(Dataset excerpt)
☆ ☆ ☆ ☆ ☆

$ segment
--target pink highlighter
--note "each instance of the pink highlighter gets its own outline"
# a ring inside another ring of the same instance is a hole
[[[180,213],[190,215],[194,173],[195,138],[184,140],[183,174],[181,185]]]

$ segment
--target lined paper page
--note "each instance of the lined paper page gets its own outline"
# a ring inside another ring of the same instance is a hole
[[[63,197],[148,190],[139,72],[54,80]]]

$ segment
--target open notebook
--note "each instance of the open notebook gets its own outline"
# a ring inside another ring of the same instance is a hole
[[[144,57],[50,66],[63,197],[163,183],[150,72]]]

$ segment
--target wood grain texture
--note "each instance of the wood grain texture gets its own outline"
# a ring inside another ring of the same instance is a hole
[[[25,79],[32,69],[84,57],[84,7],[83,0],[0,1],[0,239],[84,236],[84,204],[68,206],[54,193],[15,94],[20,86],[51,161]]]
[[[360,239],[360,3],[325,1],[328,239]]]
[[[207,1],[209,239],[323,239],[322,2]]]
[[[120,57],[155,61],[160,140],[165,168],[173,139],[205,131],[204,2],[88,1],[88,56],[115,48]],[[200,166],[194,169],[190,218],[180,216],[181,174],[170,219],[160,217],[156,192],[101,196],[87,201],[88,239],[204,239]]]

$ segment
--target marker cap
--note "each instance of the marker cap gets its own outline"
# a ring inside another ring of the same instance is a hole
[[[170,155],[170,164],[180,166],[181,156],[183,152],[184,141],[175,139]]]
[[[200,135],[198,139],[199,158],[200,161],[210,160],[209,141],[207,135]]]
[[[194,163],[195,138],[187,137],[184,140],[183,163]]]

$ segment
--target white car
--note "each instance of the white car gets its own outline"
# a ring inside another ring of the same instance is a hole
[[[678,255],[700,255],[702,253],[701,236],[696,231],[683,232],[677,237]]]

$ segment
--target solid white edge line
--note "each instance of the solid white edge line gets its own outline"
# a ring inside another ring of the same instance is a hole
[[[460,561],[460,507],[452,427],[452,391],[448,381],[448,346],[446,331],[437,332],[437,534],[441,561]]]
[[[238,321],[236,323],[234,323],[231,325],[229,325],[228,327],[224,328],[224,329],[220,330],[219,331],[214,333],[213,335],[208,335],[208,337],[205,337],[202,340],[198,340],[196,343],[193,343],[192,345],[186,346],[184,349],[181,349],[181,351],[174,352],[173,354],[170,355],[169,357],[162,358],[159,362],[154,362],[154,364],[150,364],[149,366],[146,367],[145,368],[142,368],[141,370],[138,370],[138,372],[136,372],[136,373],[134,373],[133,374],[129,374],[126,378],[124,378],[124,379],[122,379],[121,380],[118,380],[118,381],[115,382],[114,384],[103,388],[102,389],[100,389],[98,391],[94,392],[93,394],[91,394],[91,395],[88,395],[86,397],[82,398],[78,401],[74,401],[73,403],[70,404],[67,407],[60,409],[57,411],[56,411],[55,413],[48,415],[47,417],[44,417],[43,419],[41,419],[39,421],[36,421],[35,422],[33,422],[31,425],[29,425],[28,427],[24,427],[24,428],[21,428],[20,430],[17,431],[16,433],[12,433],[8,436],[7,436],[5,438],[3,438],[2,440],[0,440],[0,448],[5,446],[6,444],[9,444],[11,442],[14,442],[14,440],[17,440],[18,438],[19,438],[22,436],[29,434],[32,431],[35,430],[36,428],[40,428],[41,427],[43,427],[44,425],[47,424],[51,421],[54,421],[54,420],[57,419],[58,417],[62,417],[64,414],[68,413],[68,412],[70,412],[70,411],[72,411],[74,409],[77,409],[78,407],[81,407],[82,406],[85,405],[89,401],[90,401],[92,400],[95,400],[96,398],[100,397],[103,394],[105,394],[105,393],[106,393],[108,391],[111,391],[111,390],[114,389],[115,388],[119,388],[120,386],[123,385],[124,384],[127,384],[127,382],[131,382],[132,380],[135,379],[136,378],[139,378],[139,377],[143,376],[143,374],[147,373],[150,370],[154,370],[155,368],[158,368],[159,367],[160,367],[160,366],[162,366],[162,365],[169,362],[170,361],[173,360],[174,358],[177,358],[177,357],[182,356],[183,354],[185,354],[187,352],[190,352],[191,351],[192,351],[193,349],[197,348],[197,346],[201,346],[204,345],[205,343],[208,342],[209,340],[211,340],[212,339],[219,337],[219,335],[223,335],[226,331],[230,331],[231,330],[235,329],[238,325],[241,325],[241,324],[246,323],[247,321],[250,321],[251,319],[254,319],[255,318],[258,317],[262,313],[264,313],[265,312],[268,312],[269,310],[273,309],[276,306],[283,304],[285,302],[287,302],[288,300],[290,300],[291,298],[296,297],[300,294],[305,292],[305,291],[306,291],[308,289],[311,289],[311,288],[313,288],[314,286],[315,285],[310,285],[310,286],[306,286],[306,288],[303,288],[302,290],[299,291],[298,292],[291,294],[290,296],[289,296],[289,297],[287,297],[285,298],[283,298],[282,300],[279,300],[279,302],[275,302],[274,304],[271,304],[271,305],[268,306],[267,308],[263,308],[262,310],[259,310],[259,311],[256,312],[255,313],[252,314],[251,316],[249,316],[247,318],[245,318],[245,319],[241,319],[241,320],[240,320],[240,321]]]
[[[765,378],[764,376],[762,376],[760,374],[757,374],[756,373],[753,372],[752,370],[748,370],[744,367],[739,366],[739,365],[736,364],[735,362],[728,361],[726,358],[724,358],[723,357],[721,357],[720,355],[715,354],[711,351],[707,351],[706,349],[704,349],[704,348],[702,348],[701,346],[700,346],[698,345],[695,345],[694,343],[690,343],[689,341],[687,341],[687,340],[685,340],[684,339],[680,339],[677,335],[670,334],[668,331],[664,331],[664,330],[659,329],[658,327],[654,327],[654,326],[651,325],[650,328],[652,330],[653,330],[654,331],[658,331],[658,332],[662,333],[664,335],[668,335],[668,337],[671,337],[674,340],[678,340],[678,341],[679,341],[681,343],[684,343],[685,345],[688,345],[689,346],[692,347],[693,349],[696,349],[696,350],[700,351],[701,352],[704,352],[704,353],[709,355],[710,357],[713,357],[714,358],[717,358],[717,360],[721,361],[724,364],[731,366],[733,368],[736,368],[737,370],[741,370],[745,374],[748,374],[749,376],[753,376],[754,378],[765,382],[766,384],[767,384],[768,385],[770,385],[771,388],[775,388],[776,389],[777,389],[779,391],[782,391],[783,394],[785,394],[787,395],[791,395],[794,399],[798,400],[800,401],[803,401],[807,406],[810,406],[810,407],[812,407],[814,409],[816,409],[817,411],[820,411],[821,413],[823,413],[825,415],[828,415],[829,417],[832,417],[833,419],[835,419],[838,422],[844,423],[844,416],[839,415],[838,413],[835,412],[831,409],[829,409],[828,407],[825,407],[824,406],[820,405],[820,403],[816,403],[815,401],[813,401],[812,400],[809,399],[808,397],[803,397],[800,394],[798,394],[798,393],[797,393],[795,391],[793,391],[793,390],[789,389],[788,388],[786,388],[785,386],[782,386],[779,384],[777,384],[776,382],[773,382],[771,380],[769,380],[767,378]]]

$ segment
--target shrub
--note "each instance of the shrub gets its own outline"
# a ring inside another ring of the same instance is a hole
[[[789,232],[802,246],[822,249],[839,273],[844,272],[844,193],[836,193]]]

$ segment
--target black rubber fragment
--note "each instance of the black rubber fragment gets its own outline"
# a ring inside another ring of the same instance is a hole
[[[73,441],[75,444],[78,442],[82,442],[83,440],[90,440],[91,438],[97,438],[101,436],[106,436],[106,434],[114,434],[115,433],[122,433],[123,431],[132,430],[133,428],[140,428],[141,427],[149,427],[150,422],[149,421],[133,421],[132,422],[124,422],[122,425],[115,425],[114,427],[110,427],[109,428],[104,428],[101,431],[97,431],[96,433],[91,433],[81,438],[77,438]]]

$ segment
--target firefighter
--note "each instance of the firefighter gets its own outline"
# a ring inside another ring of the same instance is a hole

☆ ☆ ☆ ☆ ☆

> **YOUR INSTRUCTIONS**
Please count the lines in the items above that contain the string "page", treating case as significant, and give only the number.

> **EXERCISE OUTPUT**
2